Point localization data
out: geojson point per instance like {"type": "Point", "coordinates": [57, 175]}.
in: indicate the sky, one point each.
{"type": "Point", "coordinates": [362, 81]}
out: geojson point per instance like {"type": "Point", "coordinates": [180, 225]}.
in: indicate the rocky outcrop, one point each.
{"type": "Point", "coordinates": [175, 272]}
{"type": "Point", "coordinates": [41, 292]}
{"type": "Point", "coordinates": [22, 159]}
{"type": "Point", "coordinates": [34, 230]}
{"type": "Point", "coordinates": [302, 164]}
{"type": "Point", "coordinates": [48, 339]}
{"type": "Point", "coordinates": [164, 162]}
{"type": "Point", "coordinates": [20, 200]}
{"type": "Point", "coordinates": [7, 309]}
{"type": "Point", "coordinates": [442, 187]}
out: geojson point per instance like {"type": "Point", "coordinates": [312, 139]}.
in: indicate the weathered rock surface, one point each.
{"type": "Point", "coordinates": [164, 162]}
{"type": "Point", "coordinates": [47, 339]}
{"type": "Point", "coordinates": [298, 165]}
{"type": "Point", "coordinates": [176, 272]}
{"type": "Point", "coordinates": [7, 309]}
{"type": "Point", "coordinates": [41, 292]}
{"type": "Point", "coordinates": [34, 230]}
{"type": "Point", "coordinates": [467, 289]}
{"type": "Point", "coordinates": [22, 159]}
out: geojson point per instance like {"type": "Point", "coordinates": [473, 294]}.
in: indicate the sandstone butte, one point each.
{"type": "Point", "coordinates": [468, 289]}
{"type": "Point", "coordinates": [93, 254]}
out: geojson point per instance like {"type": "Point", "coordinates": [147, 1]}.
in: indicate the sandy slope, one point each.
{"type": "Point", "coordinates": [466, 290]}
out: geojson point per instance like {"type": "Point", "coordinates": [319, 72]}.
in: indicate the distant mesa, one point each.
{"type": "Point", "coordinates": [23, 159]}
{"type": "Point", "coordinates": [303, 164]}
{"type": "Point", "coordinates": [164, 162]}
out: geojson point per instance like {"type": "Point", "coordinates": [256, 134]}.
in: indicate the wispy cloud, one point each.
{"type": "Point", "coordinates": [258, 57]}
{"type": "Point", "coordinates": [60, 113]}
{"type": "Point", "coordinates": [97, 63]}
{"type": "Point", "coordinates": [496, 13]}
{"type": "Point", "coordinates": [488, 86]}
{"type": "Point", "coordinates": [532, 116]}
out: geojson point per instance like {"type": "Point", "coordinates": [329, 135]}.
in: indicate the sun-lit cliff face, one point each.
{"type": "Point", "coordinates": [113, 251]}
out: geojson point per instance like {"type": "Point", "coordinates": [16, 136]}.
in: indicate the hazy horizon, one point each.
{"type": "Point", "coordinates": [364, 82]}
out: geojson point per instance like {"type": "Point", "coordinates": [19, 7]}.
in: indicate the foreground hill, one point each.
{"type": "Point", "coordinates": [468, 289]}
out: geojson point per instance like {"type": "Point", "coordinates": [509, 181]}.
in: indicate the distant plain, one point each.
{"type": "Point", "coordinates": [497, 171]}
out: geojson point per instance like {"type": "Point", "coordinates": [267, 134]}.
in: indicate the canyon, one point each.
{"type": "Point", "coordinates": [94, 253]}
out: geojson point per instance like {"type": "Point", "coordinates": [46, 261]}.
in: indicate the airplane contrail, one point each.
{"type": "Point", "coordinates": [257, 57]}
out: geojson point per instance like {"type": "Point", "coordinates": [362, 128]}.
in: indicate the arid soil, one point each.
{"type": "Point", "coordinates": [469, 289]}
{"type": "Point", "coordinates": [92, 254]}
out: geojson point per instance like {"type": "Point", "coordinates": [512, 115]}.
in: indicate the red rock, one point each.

Work task: Copy out each record, keeping every word as it is.

Response:
out: geojson point per instance like {"type": "Point", "coordinates": [57, 175]}.
in: indicate the sky, one point each.
{"type": "Point", "coordinates": [362, 81]}
out: geojson point per instance like {"type": "Point", "coordinates": [180, 225]}.
in: indicate the rocky outcrop, one point each.
{"type": "Point", "coordinates": [175, 272]}
{"type": "Point", "coordinates": [41, 292]}
{"type": "Point", "coordinates": [22, 159]}
{"type": "Point", "coordinates": [34, 230]}
{"type": "Point", "coordinates": [302, 164]}
{"type": "Point", "coordinates": [48, 339]}
{"type": "Point", "coordinates": [164, 162]}
{"type": "Point", "coordinates": [20, 200]}
{"type": "Point", "coordinates": [7, 309]}
{"type": "Point", "coordinates": [442, 187]}
out: geojson point per instance like {"type": "Point", "coordinates": [312, 139]}.
in: indicate the weathered rock surface, one point each.
{"type": "Point", "coordinates": [164, 162]}
{"type": "Point", "coordinates": [47, 339]}
{"type": "Point", "coordinates": [298, 165]}
{"type": "Point", "coordinates": [176, 272]}
{"type": "Point", "coordinates": [7, 309]}
{"type": "Point", "coordinates": [41, 292]}
{"type": "Point", "coordinates": [34, 230]}
{"type": "Point", "coordinates": [467, 289]}
{"type": "Point", "coordinates": [22, 159]}
out: geojson point per instance like {"type": "Point", "coordinates": [473, 294]}.
in: indicate the sandstone butte, one point each.
{"type": "Point", "coordinates": [468, 289]}
{"type": "Point", "coordinates": [93, 254]}
out: geojson point per instance like {"type": "Point", "coordinates": [147, 1]}.
in: indicate the sandy slope, one point each.
{"type": "Point", "coordinates": [466, 290]}
out: geojson point per instance like {"type": "Point", "coordinates": [319, 72]}.
in: indicate the distant mesa, one point each.
{"type": "Point", "coordinates": [23, 159]}
{"type": "Point", "coordinates": [303, 164]}
{"type": "Point", "coordinates": [164, 162]}
out: geojson point per instance like {"type": "Point", "coordinates": [256, 134]}.
in: indicate the wispy cloud, one point each.
{"type": "Point", "coordinates": [258, 57]}
{"type": "Point", "coordinates": [60, 113]}
{"type": "Point", "coordinates": [97, 63]}
{"type": "Point", "coordinates": [496, 13]}
{"type": "Point", "coordinates": [488, 86]}
{"type": "Point", "coordinates": [532, 116]}
out: geojson point per instance like {"type": "Point", "coordinates": [329, 135]}.
in: indicate the sun-lit cliff face, one point each.
{"type": "Point", "coordinates": [113, 251]}
out: geojson point per instance like {"type": "Point", "coordinates": [16, 136]}.
in: indicate the hazy horizon, one point each.
{"type": "Point", "coordinates": [364, 82]}
out: geojson point per instance like {"type": "Point", "coordinates": [19, 7]}.
in: indicate the foreground hill, one point each.
{"type": "Point", "coordinates": [468, 289]}
out: geojson point per instance like {"type": "Point", "coordinates": [509, 181]}.
in: indicate the distant plain, one point each.
{"type": "Point", "coordinates": [497, 171]}
out: geojson point per instance like {"type": "Point", "coordinates": [267, 134]}.
in: indicate the canyon, one point each.
{"type": "Point", "coordinates": [94, 253]}
out: geojson point per instance like {"type": "Point", "coordinates": [46, 261]}.
in: indicate the airplane contrail, one point each.
{"type": "Point", "coordinates": [257, 57]}
out: geojson point per instance like {"type": "Point", "coordinates": [362, 128]}.
in: indicate the arid soil, one point each.
{"type": "Point", "coordinates": [469, 289]}
{"type": "Point", "coordinates": [92, 254]}
out: geojson point per instance like {"type": "Point", "coordinates": [512, 115]}.
in: indicate the red rock, one point each.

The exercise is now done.